# [What you have to do]
When you reach a picture, pass over it; otherwise repeat the listing word for word.
(Data listing)
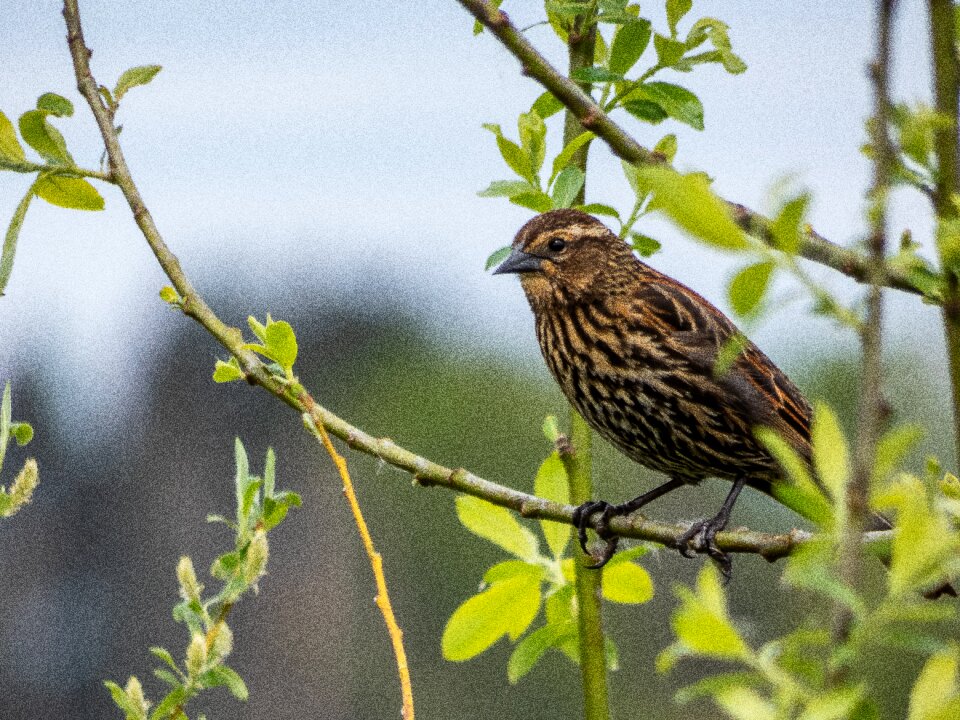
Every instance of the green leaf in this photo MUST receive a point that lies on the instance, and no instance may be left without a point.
(530, 649)
(68, 192)
(744, 703)
(546, 105)
(678, 102)
(506, 188)
(786, 230)
(676, 9)
(10, 239)
(830, 456)
(497, 257)
(629, 42)
(646, 110)
(669, 51)
(551, 484)
(536, 201)
(22, 432)
(282, 342)
(506, 608)
(533, 133)
(893, 448)
(749, 286)
(223, 675)
(10, 148)
(563, 159)
(935, 687)
(644, 244)
(44, 137)
(227, 371)
(165, 707)
(594, 74)
(598, 209)
(515, 157)
(498, 525)
(131, 78)
(568, 184)
(690, 202)
(628, 583)
(55, 105)
(667, 146)
(509, 569)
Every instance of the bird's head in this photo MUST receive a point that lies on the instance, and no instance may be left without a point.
(564, 253)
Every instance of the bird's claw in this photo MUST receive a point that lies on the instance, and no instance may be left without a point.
(581, 520)
(702, 538)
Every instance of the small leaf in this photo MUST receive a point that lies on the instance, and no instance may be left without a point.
(507, 607)
(546, 105)
(644, 244)
(830, 455)
(140, 75)
(506, 188)
(628, 583)
(599, 209)
(551, 484)
(669, 51)
(676, 9)
(629, 42)
(54, 104)
(646, 110)
(567, 186)
(536, 201)
(43, 137)
(497, 257)
(10, 148)
(678, 102)
(749, 286)
(528, 651)
(594, 74)
(227, 371)
(68, 192)
(667, 146)
(498, 525)
(563, 159)
(222, 675)
(690, 202)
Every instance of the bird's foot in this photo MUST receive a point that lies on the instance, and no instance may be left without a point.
(581, 520)
(702, 538)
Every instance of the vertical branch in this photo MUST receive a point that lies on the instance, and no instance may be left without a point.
(872, 404)
(593, 662)
(946, 79)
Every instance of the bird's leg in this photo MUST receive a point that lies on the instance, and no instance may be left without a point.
(702, 535)
(581, 518)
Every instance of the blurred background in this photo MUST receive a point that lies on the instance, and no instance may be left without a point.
(321, 163)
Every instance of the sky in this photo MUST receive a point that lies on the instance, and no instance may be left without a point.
(323, 148)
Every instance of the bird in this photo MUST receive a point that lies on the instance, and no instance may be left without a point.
(636, 354)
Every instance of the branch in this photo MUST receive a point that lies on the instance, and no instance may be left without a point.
(813, 246)
(376, 563)
(424, 471)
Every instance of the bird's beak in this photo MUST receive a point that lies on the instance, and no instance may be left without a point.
(518, 262)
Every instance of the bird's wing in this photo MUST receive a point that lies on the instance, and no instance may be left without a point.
(752, 384)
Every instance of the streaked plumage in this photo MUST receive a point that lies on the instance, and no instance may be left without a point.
(635, 352)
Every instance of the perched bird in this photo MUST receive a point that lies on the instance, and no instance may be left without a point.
(635, 352)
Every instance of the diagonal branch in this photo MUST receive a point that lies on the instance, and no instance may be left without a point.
(424, 471)
(813, 246)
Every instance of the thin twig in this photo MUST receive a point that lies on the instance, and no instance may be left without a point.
(376, 562)
(813, 246)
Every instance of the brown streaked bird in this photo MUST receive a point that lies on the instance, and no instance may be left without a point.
(635, 351)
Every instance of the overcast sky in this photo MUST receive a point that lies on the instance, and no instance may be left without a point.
(280, 149)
(End Data listing)
# [Expected answer]
Every instance of the green leaf in this photo MUST receive a point that lies on the instance, and no instance may be left without a point.
(530, 649)
(68, 192)
(744, 703)
(546, 105)
(678, 102)
(506, 188)
(786, 230)
(676, 9)
(10, 239)
(830, 456)
(497, 257)
(629, 42)
(646, 110)
(669, 51)
(551, 484)
(536, 201)
(22, 432)
(282, 342)
(506, 608)
(533, 133)
(893, 448)
(749, 286)
(223, 675)
(10, 148)
(563, 159)
(935, 687)
(644, 244)
(44, 137)
(227, 371)
(165, 707)
(594, 74)
(598, 209)
(515, 157)
(498, 525)
(131, 78)
(568, 184)
(690, 202)
(628, 583)
(55, 105)
(667, 146)
(509, 569)
Every instance of the bird's head in this photo MUST receive a point that lies on the instance, and no instance may be left without a point.
(564, 253)
Every instance of the bird's claw in this photo MUST receive a point that lies on the instance, and no instance may be left without a point.
(581, 520)
(702, 538)
Every instance of the small leaf in this photo MUST receive a point that lies on the instance, and no instance may be left without a point.
(507, 607)
(546, 105)
(644, 244)
(830, 455)
(140, 75)
(506, 188)
(628, 583)
(599, 209)
(551, 484)
(669, 51)
(676, 9)
(629, 42)
(54, 104)
(646, 110)
(567, 186)
(536, 201)
(43, 137)
(497, 257)
(10, 148)
(678, 102)
(749, 286)
(528, 651)
(594, 74)
(227, 371)
(68, 192)
(667, 146)
(498, 525)
(563, 159)
(222, 675)
(690, 202)
Every instance of the bird's foot in this photo MUST receive a point that lies on the instance, and no instance may be left without a point.
(581, 520)
(702, 538)
Every instance of the vertical branch in this photo MUST receive a point that lies on the instance, and no instance may be left without a point.
(872, 404)
(593, 662)
(946, 79)
Every instance of the bird's leg in this photo MUST receive a point that lies on the instance, and no instance may be left without a point.
(702, 535)
(581, 518)
Every instance of the blurred background in this photo MUST receive a point that lies on the instance, and no instance may be left without a point.
(321, 163)
Every instance of the sky in this photo MUST receive a point that lies on the instance, and no instance may be left without a point.
(323, 148)
Every instance of the bird in this photo MUST receive a point that lies on the instance, and no instance may be left without a point.
(636, 354)
Every instance of the branch in this photo MUST receive a point that lies on the instance, and no instance may be left without a point.
(813, 246)
(376, 563)
(424, 471)
Every instance of the bird's beak in this photo MUST receive a point that lies on the instance, and no instance may be left without a point.
(518, 262)
Every instance of the bird's wing in this photo MUST receive a point that lies on the instance, and no instance may be left without a point.
(752, 384)
Every instance of the streaked plumage in this photo MUST receive a point that lies on the instance, and no instance may be left without a point.
(635, 352)
Every instance of the perched bird in this photo MUST receive a point that lies on the instance, and no instance may be left without a point.
(635, 352)
Every instance of the diagonal branch in this photo MUST receive a point that lies on the instance, and no instance may be left without a point.
(424, 471)
(813, 246)
Every instance of the thin twig in this photo MUST receive a point that lies on the instance, and no instance may be left without a point.
(376, 562)
(813, 246)
Every instance of the brown streaked bird in this photo MUST receive a point that lies on the instance, and no instance may be left without a point.
(635, 351)
Every instance of the overcast sky in this photo MUST receive a point that lies on the instance, and no instance may be left without a point.
(280, 149)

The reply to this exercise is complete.